REQUEST
Please count the lines in the material below that contain the string "nose", with uppercase and lowercase treated as different. Reply with the number alone.

DATASET EXCERPTS
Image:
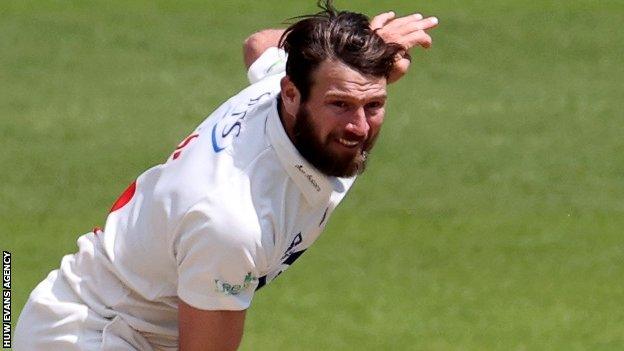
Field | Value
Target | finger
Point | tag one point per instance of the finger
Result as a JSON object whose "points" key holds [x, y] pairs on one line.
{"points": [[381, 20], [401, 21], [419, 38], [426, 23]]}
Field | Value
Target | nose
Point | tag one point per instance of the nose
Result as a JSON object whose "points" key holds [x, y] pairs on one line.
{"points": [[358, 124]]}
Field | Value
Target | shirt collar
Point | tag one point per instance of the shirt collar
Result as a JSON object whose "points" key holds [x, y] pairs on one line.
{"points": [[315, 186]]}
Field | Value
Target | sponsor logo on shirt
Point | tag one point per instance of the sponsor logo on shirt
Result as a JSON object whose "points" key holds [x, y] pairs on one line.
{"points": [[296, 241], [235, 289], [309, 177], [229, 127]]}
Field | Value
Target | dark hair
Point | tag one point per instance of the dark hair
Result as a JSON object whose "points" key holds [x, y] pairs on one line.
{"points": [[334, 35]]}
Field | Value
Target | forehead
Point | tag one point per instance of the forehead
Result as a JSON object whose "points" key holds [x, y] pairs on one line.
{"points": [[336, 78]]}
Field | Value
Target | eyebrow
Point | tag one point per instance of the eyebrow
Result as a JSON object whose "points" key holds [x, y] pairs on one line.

...

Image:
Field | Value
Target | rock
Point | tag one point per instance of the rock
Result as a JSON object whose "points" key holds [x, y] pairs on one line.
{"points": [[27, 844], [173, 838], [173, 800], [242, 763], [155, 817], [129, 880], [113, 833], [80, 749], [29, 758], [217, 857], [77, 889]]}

SOLUTION FOR THIS EXERCISE
2